WRITTEN EXERCISE:
Restate the whole listing word for word. Pictures are left out.

ROWS:
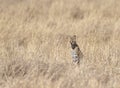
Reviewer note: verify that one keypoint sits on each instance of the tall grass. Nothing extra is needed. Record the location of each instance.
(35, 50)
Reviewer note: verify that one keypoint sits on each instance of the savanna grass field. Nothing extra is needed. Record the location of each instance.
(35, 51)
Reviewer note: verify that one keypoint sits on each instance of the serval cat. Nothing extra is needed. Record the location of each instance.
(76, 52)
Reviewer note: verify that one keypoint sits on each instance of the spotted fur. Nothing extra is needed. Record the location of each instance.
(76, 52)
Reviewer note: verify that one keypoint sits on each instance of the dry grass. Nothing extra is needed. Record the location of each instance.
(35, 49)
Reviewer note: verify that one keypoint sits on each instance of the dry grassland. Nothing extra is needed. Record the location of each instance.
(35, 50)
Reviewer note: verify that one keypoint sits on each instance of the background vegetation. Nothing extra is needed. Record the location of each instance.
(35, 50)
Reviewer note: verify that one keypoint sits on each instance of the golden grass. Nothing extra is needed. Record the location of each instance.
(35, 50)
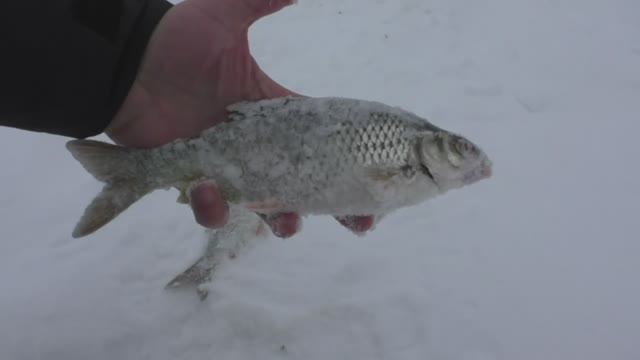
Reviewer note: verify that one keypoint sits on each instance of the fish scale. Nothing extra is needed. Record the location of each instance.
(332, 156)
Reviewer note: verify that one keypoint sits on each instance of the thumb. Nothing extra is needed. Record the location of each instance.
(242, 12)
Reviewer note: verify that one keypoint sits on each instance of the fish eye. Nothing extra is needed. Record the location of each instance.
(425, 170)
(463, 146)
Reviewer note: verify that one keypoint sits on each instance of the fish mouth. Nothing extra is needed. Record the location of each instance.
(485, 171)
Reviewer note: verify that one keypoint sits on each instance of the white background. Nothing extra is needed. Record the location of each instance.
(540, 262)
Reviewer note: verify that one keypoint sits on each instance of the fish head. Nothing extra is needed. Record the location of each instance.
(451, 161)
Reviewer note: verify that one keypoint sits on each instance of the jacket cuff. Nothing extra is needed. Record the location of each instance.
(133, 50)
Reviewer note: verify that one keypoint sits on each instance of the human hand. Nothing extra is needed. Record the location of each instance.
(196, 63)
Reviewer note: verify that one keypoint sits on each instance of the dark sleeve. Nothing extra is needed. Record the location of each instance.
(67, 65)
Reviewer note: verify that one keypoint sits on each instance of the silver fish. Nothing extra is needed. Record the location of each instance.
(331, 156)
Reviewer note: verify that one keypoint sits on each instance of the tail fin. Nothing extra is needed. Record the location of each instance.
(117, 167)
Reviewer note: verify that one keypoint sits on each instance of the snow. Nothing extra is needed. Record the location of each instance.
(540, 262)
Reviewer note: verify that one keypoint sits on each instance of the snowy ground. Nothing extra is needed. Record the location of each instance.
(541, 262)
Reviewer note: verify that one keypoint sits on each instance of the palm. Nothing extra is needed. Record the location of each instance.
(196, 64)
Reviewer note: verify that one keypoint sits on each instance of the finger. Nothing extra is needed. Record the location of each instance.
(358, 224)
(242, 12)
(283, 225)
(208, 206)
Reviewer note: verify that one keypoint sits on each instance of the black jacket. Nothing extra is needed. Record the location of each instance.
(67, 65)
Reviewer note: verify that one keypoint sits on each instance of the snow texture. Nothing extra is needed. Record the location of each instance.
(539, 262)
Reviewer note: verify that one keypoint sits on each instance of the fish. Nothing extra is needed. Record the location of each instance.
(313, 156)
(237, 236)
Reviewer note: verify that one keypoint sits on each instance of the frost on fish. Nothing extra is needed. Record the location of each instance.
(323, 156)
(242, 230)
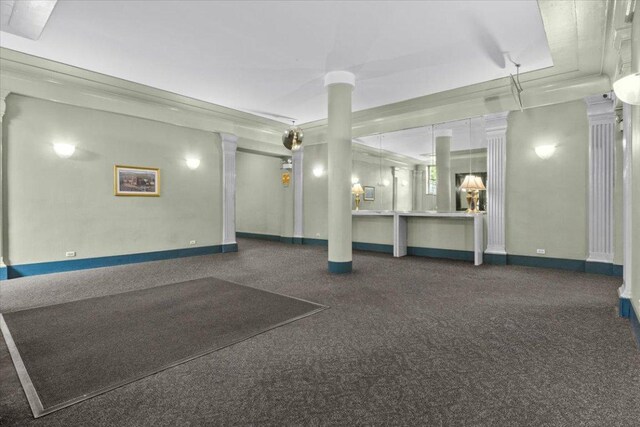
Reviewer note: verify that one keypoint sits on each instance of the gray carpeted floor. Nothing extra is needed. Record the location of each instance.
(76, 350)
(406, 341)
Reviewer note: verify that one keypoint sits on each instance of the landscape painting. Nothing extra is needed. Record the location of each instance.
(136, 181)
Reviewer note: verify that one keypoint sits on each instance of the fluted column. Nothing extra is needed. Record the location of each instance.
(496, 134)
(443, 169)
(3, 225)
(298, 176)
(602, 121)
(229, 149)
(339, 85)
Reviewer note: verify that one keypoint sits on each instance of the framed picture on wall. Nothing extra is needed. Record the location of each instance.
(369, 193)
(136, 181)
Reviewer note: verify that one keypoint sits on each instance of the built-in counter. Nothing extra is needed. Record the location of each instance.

PROBLEM SOLUTION:
Reviewer note: verify that one keypoint sits on each instance of the tall grass. Nothing extra is needed. Record the location of each instance.
(35, 50)
Reviewer note: verify that one keypoint sits on each instance of the savanna grass field. Nothing extra is needed. Record the location of each instance.
(35, 51)
Reviewer note: verify that one keypoint sits on each instance of the serval cat. Nothing extra is needed. Record the location of each instance.
(76, 52)
Reviewer note: verify that one keypoint sits on each instance of the spotted fur. Nothing extra is needed. Record the location of each instance.
(76, 52)
Reviewer note: verify that one keypoint sits on each instance of the dry grass. Nothing extra is needed. Record the location of each instance.
(35, 49)
Reviewer note: verify that one keypoint sits on each instance of the dry grassland. Nothing extra is needed. Record the location of each instance.
(35, 50)
Reviewer note: verify that one keypoint sits on each instance of the background vegetation. Nothing extra is needed. Record the location of each instance.
(35, 50)
Reviewer note: verify that one keypoint sits on each instance of the golden grass. Nothing extra is needed. Record the location of each instance.
(35, 50)
Reviewer note: verify that one keypoint sits on each instance of the fish scale. Nothing extra is needed. Record the location of each instance.
(332, 156)
Reviewer note: verify that one keypoint sits on each instance of the thumb. Nothing extra is needed. Record the location of each instance.
(242, 12)
Reviewer note: verify that one keypoint sits on each instance of the fish eye. Nothing extra is needed. Record the location of each instance.
(425, 170)
(463, 146)
Reviewer note: verify that one keypoint sits on each instance of the fish mouth. Nothing extra is needed. Record the location of each instance.
(485, 171)
Reviewer note: verify that one keypoint sits on each instance of the white background. Nothing extra is needed. Record the location of each instance.
(540, 262)
Reviewer note: verify that one keypoint sits on each instance of the fish head. Nothing extra is needed. Record the location of each instance.
(451, 161)
Reviewer note: verify that one keypoint sits on each instance of the jacket cuff. Nothing extra is needed. Record the location of each instance.
(133, 50)
Reviewer note: verify that one keypoint sits on each instance of the human hand. Nothing extra is needed. Record the location of each instance.
(196, 63)
Reviewer note: verify that one keypoint sits on each instance of the dark sleeve. Nothing extra is needed. Record the location of each instance.
(67, 65)
Reviewer note: verify that one keypoint sits on each instance of the silver fish. Nothing extra is needed. Record the location of each instance.
(331, 156)
Reviewer note: verify that one keypoint sits on each instance of the tail fin. Nothing extra is needed. Record the location of each instance.
(117, 167)
Reviewer note: verify that one keypoint sits on each instance of the snow. Nothing extra is needed. Record the location of each instance.
(540, 262)
Reviewer note: verify that one keypoint sits on each instance of the snowy ground. Nothing extra is needed. Record the location of each instance.
(541, 262)
Reviewer note: verify that one keypoint sits on each instance of the palm. Nothing extra is needed. Record the location of each instance.
(196, 64)
Reviewer note: verify that one keypoint sits on each instance of the finger. Nothing extra is needed. Record the location of each instance.
(358, 224)
(242, 12)
(283, 225)
(208, 206)
Reviewer note: verify that one keypoint sits on each instance of the black jacket. Nothing extra is needed. Record the location of each instance.
(67, 65)
Reviewer note: verify that one keypoint sits on each instance of the snow texture. Nothing extra is needed. Record the location of each instance.
(539, 262)
Reviewer note: verify that one keypoint sits on each instance of the fish. Nothing extra is needed. Record the location of each instance.
(313, 156)
(237, 236)
Reviewer note: verify that one keypoint sits on each instance of the frost on fish. Nothing extra is needed. Record the location of each instance.
(323, 156)
(242, 230)
Reviewer note: verify that one keypoint sits on each instance of the gray carpeted floor. Nothing extra is needed. Record the location of each instance.
(76, 350)
(406, 341)
Reviewer note: verify that one keypoint sits on each instance of the landscape painting. Nothing extra is needed. Record the location of each instance.
(136, 181)
Reviewer note: verify that one keypoint sits on each instance of the fluted column. Nothing extra is needed. Record the location of each instance.
(496, 134)
(443, 169)
(3, 225)
(298, 176)
(602, 121)
(229, 149)
(339, 85)
Reviewer note: verify that one keypoint sits on each instance of the framed picture on wall. Nothing extra is needed. Record the location of each instance.
(369, 193)
(136, 181)
Reviewer note: verify that one keypoint sits on each instance of the built-in counter. Nothing extra is needed. Record the location of each instance.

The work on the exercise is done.